Rewrite the items from the line containing "distant tree in the image above." through the line containing "125, 49, 127, 69", swapping every "comma and space" for "comma plus space" and keeping all other text unchanged.

◆ ◆ ◆ ◆ ◆

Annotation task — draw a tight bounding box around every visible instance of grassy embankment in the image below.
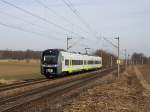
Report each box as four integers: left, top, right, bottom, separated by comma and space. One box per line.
0, 61, 42, 80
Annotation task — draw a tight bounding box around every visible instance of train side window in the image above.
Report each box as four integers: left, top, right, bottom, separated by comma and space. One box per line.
65, 59, 69, 66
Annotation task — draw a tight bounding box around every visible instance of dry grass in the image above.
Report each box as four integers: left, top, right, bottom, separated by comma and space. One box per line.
0, 61, 41, 80
138, 64, 150, 84
64, 66, 150, 112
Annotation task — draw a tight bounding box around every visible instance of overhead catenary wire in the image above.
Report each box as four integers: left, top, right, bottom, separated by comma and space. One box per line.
0, 11, 52, 30
62, 0, 96, 35
35, 0, 88, 33
0, 0, 86, 36
0, 22, 61, 40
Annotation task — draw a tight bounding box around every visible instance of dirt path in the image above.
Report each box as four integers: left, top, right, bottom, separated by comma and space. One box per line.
134, 67, 150, 91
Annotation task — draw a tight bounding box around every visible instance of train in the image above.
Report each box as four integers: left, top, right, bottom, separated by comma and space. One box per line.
40, 49, 102, 78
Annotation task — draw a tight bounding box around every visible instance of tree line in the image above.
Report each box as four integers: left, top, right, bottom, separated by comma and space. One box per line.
0, 50, 41, 60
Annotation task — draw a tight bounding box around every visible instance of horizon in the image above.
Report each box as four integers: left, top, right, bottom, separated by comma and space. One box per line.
0, 0, 150, 56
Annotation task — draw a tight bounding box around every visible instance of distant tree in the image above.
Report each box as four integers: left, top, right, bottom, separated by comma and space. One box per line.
94, 49, 117, 67
131, 52, 149, 64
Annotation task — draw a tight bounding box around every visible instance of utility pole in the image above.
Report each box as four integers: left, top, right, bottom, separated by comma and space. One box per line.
67, 35, 72, 51
115, 37, 120, 78
85, 48, 90, 54
128, 54, 131, 65
124, 49, 127, 69
110, 55, 113, 67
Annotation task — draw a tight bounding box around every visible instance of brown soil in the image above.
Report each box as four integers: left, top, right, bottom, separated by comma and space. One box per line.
64, 67, 150, 112
138, 64, 150, 84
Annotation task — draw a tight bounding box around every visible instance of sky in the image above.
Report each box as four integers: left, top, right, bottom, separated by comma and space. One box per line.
0, 0, 150, 56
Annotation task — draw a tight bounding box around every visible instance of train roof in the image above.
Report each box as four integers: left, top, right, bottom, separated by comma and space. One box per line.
43, 49, 99, 57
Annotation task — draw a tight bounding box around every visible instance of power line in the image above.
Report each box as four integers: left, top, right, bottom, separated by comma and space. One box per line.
0, 0, 84, 35
62, 0, 95, 34
0, 22, 60, 40
0, 11, 50, 30
35, 0, 88, 33
103, 37, 118, 48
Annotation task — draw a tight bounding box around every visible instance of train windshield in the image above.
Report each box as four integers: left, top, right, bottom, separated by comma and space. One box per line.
43, 55, 57, 65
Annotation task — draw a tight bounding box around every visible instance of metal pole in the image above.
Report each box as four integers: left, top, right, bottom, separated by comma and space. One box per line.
115, 37, 120, 78
125, 49, 127, 69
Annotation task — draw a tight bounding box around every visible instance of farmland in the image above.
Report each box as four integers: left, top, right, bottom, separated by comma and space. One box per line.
0, 61, 42, 80
139, 64, 150, 84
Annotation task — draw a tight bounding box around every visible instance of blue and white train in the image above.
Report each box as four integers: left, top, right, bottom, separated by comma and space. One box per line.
41, 49, 102, 78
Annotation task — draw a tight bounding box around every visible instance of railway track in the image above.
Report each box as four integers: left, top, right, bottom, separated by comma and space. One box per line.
0, 68, 120, 112
0, 78, 48, 92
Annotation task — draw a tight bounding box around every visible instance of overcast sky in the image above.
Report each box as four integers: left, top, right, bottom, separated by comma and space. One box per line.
0, 0, 150, 55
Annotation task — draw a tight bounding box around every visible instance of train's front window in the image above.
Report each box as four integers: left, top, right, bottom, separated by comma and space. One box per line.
44, 55, 57, 65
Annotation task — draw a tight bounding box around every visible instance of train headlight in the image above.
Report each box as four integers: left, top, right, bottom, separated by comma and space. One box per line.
47, 69, 53, 73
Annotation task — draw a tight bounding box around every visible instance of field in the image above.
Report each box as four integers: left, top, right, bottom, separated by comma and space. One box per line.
139, 64, 150, 84
0, 61, 42, 80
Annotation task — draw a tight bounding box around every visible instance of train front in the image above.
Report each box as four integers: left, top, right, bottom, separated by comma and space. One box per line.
41, 49, 59, 78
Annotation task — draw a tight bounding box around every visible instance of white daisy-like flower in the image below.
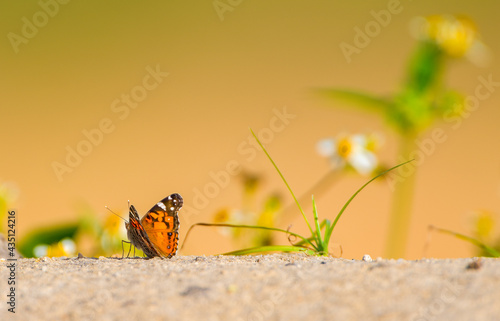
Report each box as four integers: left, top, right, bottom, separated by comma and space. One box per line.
316, 134, 378, 175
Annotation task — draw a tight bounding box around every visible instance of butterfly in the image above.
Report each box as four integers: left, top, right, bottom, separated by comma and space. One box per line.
123, 193, 184, 258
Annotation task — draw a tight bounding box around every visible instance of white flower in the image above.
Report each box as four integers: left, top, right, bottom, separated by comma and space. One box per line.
317, 134, 378, 175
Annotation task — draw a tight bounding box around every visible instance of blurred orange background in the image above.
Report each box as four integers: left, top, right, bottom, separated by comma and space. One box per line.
0, 0, 500, 259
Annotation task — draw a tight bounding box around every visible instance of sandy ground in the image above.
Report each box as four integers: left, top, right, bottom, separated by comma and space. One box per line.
0, 254, 500, 321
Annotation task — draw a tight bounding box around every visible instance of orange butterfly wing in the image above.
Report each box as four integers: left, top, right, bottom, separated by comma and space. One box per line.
141, 194, 183, 258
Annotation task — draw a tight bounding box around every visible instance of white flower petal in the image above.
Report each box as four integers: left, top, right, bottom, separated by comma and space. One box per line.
349, 150, 377, 175
316, 138, 337, 157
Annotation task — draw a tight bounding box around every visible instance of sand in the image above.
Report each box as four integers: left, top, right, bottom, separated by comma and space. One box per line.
0, 254, 500, 321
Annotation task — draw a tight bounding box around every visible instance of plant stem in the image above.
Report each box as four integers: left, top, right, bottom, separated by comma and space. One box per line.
385, 134, 417, 258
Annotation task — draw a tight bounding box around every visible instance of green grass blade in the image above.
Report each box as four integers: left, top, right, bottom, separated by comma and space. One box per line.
312, 195, 325, 251
325, 159, 413, 239
323, 220, 333, 246
429, 225, 500, 257
250, 128, 314, 234
315, 88, 391, 114
222, 245, 314, 255
180, 223, 315, 250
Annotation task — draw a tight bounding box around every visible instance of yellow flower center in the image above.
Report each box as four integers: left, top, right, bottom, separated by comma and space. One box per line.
427, 16, 477, 57
337, 138, 352, 159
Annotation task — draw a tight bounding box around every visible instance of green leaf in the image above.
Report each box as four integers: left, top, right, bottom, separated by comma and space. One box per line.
222, 245, 315, 255
429, 225, 500, 257
17, 223, 79, 258
315, 88, 392, 114
250, 128, 314, 234
325, 159, 413, 239
181, 223, 315, 250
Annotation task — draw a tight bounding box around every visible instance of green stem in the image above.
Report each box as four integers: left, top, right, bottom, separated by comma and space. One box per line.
385, 134, 417, 258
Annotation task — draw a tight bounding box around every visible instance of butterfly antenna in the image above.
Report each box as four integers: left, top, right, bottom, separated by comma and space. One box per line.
104, 206, 127, 222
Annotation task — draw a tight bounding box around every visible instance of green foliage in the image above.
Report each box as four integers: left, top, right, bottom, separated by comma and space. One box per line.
183, 130, 410, 255
429, 225, 500, 257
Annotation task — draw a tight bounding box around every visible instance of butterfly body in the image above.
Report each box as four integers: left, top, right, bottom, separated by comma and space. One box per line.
125, 194, 184, 258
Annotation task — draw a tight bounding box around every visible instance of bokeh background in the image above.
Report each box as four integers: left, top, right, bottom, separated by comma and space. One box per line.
0, 0, 500, 259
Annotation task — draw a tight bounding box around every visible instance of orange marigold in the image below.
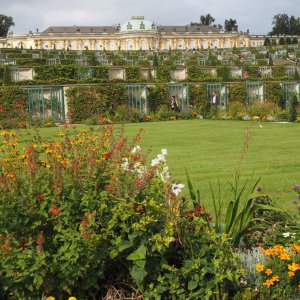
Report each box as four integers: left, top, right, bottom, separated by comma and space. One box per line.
264, 279, 274, 286
265, 269, 273, 275
288, 271, 295, 277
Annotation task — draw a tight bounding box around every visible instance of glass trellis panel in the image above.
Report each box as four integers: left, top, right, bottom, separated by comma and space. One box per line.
169, 83, 190, 111
258, 67, 272, 77
282, 81, 300, 103
206, 83, 228, 110
50, 87, 65, 123
10, 67, 20, 82
27, 87, 45, 119
198, 59, 206, 66
286, 66, 297, 77
127, 84, 148, 114
246, 82, 265, 104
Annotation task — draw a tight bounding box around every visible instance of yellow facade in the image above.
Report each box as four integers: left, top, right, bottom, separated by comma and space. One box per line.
0, 17, 251, 51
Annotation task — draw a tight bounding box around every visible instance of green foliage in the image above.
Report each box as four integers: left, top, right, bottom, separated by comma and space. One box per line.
228, 82, 246, 104
93, 66, 109, 81
148, 84, 170, 112
0, 15, 15, 37
34, 65, 77, 81
269, 55, 274, 66
156, 65, 172, 82
217, 66, 231, 82
288, 95, 298, 122
272, 66, 286, 79
189, 84, 210, 116
188, 171, 278, 246
264, 37, 271, 46
3, 66, 12, 85
278, 37, 285, 46
0, 86, 28, 128
265, 82, 282, 104
0, 126, 246, 300
247, 101, 280, 118
125, 66, 142, 82
66, 84, 125, 122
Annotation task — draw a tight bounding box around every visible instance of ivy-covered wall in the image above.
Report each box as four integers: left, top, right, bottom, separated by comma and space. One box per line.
66, 84, 126, 123
0, 86, 28, 128
228, 82, 247, 105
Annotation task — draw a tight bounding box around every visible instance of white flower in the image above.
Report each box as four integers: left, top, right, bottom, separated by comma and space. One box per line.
131, 145, 141, 153
151, 149, 168, 167
156, 154, 166, 162
171, 183, 185, 196
151, 158, 160, 167
159, 166, 171, 182
161, 149, 168, 156
121, 157, 129, 171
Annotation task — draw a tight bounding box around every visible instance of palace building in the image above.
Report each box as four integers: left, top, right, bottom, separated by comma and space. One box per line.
0, 16, 251, 51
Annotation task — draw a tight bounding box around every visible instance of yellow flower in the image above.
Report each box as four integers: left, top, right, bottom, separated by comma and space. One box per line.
291, 245, 300, 253
288, 271, 295, 277
264, 279, 274, 286
279, 253, 291, 260
264, 249, 275, 256
256, 264, 265, 272
265, 269, 273, 275
288, 263, 300, 272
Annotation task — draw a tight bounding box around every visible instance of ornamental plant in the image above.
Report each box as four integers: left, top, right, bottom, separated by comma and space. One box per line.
0, 126, 176, 299
0, 126, 245, 300
256, 244, 300, 299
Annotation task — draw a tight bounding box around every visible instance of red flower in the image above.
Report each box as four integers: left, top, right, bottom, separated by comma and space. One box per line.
50, 205, 60, 216
38, 194, 45, 202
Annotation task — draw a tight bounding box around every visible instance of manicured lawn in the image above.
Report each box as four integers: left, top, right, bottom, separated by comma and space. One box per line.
12, 120, 300, 212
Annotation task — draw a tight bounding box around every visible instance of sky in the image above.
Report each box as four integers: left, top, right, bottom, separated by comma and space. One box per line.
0, 0, 300, 34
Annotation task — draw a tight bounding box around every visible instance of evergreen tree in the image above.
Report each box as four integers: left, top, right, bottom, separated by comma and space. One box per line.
294, 69, 300, 80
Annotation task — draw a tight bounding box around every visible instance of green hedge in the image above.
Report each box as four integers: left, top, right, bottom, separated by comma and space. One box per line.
228, 82, 247, 103
0, 86, 28, 128
93, 66, 109, 80
125, 66, 144, 82
66, 83, 126, 123
34, 65, 78, 80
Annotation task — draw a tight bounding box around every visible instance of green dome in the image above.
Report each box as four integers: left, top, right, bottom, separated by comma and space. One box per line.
120, 17, 156, 32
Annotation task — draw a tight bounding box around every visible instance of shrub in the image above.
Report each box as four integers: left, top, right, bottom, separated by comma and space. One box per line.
247, 101, 280, 118
288, 95, 298, 122
0, 86, 28, 128
256, 245, 300, 299
0, 126, 241, 300
66, 83, 125, 122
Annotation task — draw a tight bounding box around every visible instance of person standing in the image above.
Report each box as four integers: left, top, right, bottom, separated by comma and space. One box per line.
170, 96, 180, 112
212, 91, 220, 106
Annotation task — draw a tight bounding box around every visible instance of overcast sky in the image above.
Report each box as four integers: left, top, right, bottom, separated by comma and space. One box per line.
0, 0, 300, 34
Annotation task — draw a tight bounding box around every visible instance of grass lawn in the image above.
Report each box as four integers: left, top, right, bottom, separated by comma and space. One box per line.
12, 120, 300, 212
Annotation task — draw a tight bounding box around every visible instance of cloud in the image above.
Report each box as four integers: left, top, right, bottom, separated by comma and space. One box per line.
0, 0, 300, 34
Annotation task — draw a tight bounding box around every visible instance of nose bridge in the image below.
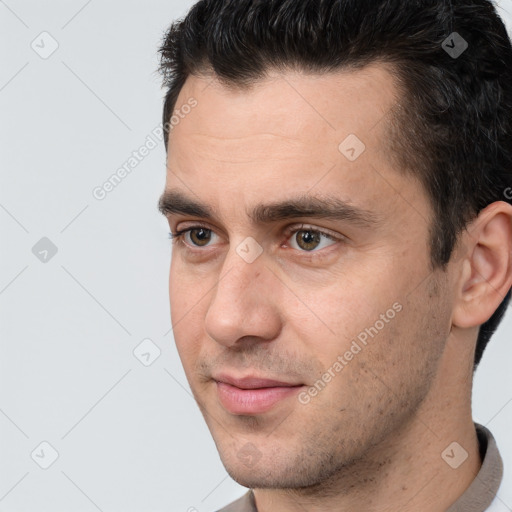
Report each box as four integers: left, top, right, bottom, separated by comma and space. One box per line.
205, 239, 279, 345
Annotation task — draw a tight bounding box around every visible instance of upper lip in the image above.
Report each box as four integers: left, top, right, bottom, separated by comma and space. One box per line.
213, 373, 302, 389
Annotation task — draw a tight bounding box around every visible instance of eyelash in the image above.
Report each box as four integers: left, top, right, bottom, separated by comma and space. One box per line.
169, 224, 343, 257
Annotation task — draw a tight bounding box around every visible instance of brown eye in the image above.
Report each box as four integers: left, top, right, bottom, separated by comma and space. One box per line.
189, 228, 212, 247
295, 229, 321, 251
288, 226, 341, 253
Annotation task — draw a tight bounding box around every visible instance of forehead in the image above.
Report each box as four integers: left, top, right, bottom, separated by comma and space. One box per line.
167, 64, 426, 227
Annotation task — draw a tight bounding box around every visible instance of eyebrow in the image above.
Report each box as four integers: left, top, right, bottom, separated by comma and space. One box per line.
158, 190, 380, 227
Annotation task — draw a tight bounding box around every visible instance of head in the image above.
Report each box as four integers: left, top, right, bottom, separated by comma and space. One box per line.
161, 0, 512, 487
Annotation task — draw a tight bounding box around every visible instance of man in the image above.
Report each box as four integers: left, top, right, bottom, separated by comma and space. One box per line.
160, 0, 512, 512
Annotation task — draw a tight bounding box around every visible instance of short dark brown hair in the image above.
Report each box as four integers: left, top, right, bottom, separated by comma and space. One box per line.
160, 0, 512, 368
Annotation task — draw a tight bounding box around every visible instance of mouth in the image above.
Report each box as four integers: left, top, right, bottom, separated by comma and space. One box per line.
214, 375, 304, 415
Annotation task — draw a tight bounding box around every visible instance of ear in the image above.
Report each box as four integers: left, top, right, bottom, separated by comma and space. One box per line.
452, 201, 512, 328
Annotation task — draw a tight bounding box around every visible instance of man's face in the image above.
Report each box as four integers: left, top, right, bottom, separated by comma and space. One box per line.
162, 65, 452, 488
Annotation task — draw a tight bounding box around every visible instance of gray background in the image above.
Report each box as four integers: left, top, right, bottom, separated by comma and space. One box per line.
0, 0, 512, 512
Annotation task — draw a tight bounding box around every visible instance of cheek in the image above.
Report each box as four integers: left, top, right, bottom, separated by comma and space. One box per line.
169, 260, 211, 362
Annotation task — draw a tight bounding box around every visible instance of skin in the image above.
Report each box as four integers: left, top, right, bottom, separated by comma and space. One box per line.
160, 64, 512, 512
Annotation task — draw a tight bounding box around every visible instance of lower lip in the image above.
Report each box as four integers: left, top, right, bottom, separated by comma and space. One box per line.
217, 382, 303, 414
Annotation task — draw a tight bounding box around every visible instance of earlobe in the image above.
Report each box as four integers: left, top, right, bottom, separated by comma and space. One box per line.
452, 201, 512, 328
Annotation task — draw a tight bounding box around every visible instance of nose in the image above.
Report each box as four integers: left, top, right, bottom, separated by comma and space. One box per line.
205, 244, 282, 346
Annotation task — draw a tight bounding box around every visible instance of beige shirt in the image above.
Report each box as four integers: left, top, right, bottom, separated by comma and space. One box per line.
218, 423, 503, 512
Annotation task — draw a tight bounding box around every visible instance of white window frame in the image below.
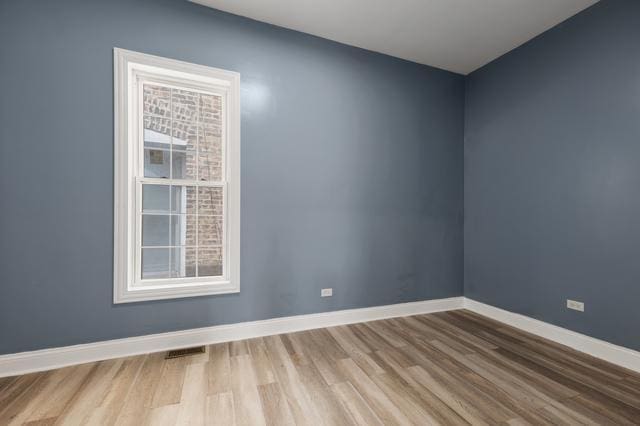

◆ ◆ ◆ ◆ ◆

Result below =
Annotation task — draw a tight bounding box around every visible instance of distant tree in the image above.
Report each box as four integers: left, top, right, bottom, separated by comma plus space. One box per line.
94, 49, 117, 67
131, 52, 149, 64
Annotation task — draw a tight bounding box around every visible instance of utility pole in the image above.
Report each box as four integers: left, top, right, bottom, separated by comma plus space. One box per line.
67, 35, 72, 51
115, 37, 120, 78
85, 48, 90, 54
128, 54, 131, 65
124, 49, 127, 69
110, 55, 113, 67
Annotation task — draw a tight bounding box around every visible instance of brown soil in the image above.
Report each box as four integers: left, top, right, bottom, separated by comma plus space. One box per line.
64, 67, 150, 112
138, 64, 150, 84
Annotation task — draw a tight bounding box around every visible instance of sky in the image above.
Report each box as four integers: left, top, right, bottom, separated by comma plus space. One box per line.
0, 0, 150, 56
Annotation task — draw a tight bounding box around every visible instance of train roof in the image above.
Report each box as four integers: left, top, right, bottom, separated by comma plus space. One box per line.
43, 49, 99, 57
Annotation task — draw a tight bounding box around every visible instance of power line in the image above.
Report each box as four integers: left, top, right, bottom, separated by comma plus space. One box per line.
0, 0, 84, 35
62, 0, 95, 34
0, 22, 60, 40
0, 11, 50, 30
35, 0, 88, 33
103, 37, 118, 48
Annotation task — draw a tight bounding box around every visible instance of train windshield in the image above.
Report each box as four integers: left, top, right, bottom, separated by comma plus space. One box per line.
43, 55, 57, 65
Annotation task — draw a tight bounding box around every visible instance of metal pole in the image above.
Report each box as four integers: left, top, right, bottom, separated by comma plus space. One box per line.
115, 37, 120, 78
125, 49, 127, 69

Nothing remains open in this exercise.